» Yang Ditanyakan:
a - Jawablah pertanyaan berikut berdasarkan artikel tentang larangan perjalanan Trump:
(i) Pada tanggal berapa Donald Trump menegakkan larangan perjalanan sementara?
(ii) Berapa lama larangan itu berlaku?
(iii) Metafora apa yang disebut cocok untuk mendeskripsikan Amerika Serikat?
b - Ulangi tanpa perubahan bagian artikel tentang larangan perjalanan Trump, mulai dari "Larangan bepergian adalah" dan terus hingga "budaya, dan etnis.".

» Teks yang Diberikan:
= = = = =
Lihat ke Halaman Asli

Shafira Andini

English Department, Faculty of Humanities Universitas Airlangga

Larangan Muslim Sementara sebagai Kebalikan dari Definisi "Melting Pot" serta Deklarasi Kemerdekaan Amerika Serikat

Diperbarui: 1 Juli 2021   23:05

Kompasiana adalah platform blog. Konten ini menjadi tanggung jawab bloger dan tidak mewakili pandangan redaksi Kompas.

Ilmu Sosbud dan Agama. Sumber ilustrasi: PEXELS

Pada tahun 2017, tepatnya 27 Januari, Donald Trump menegakkan larangan perjalanan sementara yang kemudian memblokir tujuh negara untuk memasuki Amerika. Hal itu menghentikan warga negara dari Iran, Iraq, Libya, Somalia, Sudan, Suriah, dalam mendapatkan akses persetujuan untuk melakukan perjalanan ke Amerika, dan berlaku selama 90 hari. Larangan ini termasuk mereka yang memiliki kewarganegaraan ganda, seperti Inggris. Dalam hal ini, Trump mengklaim larangannya bukan "Larangan Muslim".

Larangan bepergian adalah 'sesuatu yang masuk akal' dan ini bekerja dengan sangat baik. "Anda melihatnya di Bandara, Anda melihatnya dimana-mana". Presiden AS menjadikan imigrasi masalah besar dalam pemilihannya. 

Hal-hal yang dia katakan tentang migran dan pengungsi membuatnya populer di kalangan pendukungnya. Dia mengatakan pada bulan Januari bahwa keputusannya untuk memperkenalkan larangan itu adalah bagian dari rencana untuk menjauhkan kelompok teroris radikal dari negara itu.

Menurut kami, kebijakan seperti ini sangat bertolak belakang dengan definisi Melting Pot itu sendiri.  Seperti yang kita tahu, bahwa metafora yang cocok untuk mendeskripsikan Amerika Serikat adalah Melting Pot. Sudah menjadi fakta umum bahwa Amerika sudah menjadi wadah untuk berbagai macam penduduk dengan perbedaan ras, agama, budaya, dan etnis. 

Melting Pot mendeskripsikan perbedaan latar belakang masyarakat Amerika Serikat. Menurut kami agama juga termasuk dari definisi Melting Pot yang turut mengambil peran dalam pembentukan kata atau definisi Melting Pot. Agama adalah kepercayaan suatu kaum terhadap Tuhan. Tentunya kepercayaan dan keyakinan manusia bukanlah hal yang bersikap satu. Maka dari itu, agama adalah suatu perbedaan yang wajib dihargai oleh setiap orang.
= = = = =
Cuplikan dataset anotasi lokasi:
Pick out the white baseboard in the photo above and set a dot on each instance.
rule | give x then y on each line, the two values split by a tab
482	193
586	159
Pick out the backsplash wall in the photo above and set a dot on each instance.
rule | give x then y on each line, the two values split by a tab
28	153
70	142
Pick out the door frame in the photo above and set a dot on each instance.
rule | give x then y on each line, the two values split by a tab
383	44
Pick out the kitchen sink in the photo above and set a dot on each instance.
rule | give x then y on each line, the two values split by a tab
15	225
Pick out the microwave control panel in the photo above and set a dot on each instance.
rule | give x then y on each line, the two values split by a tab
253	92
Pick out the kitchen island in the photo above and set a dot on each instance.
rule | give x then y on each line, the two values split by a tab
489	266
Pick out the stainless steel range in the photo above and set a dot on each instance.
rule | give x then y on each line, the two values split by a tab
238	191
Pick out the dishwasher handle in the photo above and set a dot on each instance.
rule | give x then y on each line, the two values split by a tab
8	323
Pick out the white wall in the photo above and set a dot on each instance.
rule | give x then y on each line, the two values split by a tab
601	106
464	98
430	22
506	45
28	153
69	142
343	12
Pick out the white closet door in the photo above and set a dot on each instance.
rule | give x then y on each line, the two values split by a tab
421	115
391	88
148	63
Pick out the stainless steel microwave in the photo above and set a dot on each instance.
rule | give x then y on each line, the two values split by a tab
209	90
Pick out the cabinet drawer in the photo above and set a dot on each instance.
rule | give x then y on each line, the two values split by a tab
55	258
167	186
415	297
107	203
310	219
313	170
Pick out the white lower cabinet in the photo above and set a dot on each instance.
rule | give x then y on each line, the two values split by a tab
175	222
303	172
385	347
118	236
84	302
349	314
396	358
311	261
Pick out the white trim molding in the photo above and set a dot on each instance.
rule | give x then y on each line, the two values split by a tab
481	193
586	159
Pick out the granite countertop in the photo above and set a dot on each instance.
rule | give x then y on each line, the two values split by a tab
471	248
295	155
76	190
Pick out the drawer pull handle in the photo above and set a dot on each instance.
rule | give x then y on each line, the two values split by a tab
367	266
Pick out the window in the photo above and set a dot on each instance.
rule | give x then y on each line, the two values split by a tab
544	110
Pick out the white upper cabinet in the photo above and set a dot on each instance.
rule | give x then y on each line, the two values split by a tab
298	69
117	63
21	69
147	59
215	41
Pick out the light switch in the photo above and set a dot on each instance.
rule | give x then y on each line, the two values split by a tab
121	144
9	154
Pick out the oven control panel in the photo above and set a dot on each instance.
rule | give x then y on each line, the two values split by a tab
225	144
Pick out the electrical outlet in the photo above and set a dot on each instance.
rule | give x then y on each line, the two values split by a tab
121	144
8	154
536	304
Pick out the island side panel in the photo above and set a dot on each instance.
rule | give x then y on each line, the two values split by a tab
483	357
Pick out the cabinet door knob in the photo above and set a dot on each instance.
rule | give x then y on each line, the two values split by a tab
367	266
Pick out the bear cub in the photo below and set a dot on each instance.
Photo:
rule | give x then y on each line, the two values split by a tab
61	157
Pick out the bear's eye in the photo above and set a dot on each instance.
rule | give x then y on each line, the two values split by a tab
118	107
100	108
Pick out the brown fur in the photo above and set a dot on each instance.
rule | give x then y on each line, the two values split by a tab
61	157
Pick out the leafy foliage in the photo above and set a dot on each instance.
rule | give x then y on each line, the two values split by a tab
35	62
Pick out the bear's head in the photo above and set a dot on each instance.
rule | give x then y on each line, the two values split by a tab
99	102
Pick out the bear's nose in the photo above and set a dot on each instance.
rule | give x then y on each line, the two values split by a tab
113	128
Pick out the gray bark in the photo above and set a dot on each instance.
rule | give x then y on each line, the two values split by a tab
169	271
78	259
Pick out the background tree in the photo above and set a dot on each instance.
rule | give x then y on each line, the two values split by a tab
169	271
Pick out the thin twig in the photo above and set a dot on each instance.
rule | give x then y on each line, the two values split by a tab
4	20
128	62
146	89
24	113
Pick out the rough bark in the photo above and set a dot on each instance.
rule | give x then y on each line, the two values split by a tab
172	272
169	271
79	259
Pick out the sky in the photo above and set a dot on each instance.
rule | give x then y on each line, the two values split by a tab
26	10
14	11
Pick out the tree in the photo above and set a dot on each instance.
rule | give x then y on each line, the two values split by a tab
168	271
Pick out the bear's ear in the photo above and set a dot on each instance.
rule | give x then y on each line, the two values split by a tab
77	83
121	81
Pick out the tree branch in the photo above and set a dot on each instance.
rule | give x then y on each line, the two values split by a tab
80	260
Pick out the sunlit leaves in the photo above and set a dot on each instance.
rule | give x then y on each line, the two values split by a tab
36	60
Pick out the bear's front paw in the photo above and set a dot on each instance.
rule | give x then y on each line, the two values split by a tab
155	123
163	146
= = = = =
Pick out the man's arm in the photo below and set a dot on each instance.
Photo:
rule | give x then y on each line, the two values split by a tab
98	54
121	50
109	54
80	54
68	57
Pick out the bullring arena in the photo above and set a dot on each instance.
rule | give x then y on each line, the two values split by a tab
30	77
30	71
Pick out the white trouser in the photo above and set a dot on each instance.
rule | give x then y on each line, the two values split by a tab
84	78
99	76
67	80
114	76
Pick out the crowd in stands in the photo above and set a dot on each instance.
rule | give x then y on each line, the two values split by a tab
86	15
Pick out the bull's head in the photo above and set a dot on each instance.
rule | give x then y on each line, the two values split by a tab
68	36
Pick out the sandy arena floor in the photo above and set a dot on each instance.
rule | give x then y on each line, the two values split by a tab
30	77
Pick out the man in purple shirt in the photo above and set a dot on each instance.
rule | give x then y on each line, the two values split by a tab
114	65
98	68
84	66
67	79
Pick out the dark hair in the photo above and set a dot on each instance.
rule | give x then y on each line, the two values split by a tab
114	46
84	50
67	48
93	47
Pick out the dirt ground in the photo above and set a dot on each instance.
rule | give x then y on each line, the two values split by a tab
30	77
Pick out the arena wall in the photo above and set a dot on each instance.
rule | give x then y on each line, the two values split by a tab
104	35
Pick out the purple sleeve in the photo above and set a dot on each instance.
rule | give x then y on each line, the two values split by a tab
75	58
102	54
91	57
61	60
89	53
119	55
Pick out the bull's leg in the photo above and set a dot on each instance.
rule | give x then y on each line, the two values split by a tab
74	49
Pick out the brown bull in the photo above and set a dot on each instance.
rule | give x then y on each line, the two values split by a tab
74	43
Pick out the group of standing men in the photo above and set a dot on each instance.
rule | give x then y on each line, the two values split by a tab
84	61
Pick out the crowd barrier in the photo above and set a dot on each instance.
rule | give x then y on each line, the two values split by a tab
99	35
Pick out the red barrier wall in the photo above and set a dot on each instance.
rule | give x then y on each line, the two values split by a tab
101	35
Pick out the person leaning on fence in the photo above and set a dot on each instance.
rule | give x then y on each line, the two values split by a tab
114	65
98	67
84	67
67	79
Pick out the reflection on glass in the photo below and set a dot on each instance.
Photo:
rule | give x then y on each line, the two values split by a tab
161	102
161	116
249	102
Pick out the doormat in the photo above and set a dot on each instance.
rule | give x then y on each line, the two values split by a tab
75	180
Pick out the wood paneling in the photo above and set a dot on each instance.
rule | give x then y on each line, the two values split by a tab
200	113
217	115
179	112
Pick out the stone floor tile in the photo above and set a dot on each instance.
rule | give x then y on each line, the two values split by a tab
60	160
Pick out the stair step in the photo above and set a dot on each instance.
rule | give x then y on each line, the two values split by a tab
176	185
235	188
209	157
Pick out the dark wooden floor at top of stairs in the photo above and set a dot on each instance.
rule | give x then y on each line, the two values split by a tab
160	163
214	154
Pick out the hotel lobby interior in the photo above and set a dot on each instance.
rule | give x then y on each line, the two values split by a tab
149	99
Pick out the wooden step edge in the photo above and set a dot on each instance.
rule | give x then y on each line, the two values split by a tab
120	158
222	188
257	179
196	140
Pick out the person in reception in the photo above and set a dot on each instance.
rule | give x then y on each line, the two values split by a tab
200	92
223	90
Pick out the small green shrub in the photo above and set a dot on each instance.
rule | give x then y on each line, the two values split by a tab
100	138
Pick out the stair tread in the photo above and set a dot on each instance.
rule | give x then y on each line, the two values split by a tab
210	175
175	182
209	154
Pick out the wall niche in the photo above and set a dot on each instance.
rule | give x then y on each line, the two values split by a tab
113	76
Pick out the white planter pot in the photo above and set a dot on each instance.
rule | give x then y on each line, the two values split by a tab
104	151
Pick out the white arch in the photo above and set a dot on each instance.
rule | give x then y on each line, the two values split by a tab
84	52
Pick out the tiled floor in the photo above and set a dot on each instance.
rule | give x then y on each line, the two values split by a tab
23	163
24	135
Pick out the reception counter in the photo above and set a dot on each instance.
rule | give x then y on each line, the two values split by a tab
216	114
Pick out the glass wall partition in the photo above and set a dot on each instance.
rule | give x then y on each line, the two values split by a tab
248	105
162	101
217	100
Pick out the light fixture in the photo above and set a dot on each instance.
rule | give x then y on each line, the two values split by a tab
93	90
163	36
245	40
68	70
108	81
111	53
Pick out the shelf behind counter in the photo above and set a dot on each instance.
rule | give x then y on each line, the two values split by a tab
= = = = =
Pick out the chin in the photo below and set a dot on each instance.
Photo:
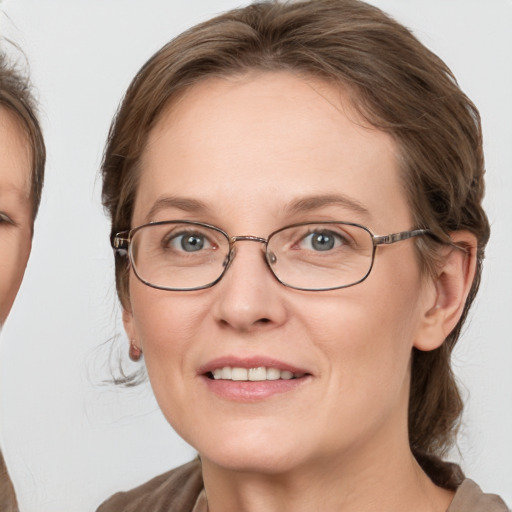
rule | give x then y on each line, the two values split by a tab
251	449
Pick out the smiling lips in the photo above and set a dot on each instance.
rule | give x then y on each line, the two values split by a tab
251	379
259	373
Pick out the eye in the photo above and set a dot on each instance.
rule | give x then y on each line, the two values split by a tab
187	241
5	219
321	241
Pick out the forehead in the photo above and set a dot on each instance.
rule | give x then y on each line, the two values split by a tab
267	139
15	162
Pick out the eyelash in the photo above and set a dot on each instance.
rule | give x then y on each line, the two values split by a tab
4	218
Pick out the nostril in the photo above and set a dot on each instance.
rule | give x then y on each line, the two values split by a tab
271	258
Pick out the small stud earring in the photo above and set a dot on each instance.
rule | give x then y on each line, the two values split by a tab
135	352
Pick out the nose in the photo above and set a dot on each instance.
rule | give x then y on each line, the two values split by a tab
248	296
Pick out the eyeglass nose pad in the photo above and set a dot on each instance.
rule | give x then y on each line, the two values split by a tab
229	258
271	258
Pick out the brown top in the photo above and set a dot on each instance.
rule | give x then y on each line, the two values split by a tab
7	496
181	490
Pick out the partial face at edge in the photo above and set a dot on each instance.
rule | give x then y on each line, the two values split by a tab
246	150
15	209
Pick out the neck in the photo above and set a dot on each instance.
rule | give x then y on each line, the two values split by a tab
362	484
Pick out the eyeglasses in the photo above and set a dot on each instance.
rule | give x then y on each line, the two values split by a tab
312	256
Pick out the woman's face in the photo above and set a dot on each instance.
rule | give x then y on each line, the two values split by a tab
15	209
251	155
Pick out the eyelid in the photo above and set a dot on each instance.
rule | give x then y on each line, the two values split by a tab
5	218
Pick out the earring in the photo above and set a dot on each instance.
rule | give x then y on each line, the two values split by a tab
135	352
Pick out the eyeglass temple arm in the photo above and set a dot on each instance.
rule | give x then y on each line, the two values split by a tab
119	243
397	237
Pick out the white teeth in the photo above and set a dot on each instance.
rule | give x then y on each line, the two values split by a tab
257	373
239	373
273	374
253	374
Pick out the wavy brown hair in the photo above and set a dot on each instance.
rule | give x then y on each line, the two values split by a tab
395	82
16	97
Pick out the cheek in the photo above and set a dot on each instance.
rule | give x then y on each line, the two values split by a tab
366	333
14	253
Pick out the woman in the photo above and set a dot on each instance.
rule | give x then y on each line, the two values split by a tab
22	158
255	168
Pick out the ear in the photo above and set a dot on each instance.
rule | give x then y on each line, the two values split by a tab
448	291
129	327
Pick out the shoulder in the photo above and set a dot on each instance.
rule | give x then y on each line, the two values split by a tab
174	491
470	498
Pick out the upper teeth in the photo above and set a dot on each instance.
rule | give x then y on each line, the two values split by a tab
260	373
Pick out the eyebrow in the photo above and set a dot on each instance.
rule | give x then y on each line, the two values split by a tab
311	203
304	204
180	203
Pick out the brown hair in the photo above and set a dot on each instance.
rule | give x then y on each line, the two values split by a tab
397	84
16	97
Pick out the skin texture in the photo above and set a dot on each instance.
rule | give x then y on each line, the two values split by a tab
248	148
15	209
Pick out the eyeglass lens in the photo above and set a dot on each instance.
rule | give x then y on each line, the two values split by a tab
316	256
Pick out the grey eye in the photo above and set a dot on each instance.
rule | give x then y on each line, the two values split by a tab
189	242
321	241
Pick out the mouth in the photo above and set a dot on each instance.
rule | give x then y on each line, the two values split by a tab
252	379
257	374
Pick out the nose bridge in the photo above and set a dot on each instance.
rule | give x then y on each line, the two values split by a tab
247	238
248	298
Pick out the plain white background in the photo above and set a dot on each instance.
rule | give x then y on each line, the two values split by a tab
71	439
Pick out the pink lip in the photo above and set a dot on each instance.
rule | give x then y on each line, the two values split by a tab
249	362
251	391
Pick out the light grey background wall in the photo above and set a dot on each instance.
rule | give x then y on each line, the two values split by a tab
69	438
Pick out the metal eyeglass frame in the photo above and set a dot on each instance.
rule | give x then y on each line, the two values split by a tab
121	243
= = = = =
» Jawaban Lengkap:
a -
(i) 27 Januari 2017
(ii) 90 hari
(iii) Melting Pot

b -
Larangan bepergian adalah 'sesuatu yang masuk akal' dan ini bekerja dengan sangat baik. "Anda melihatnya di Bandara, Anda melihatnya dimana-mana". Presiden AS menjadikan imigrasi masalah besar dalam pemilihannya. 

Hal-hal yang dia katakan tentang migran dan pengungsi membuatnya populer di kalangan pendukungnya. Dia mengatakan pada bulan Januari bahwa keputusannya untuk memperkenalkan larangan itu adalah bagian dari rencana untuk menjauhkan kelompok teroris radikal dari negara itu.

Menurut kami, kebijakan seperti ini sangat bertolak belakang dengan definisi Melting Pot itu sendiri.  Seperti yang kita tahu, bahwa metafora yang cocok untuk mendeskripsikan Amerika Serikat adalah Melting Pot. Sudah menjadi fakta umum bahwa Amerika sudah menjadi wadah untuk berbagai macam penduduk dengan perbedaan ras, agama, budaya, dan etnis.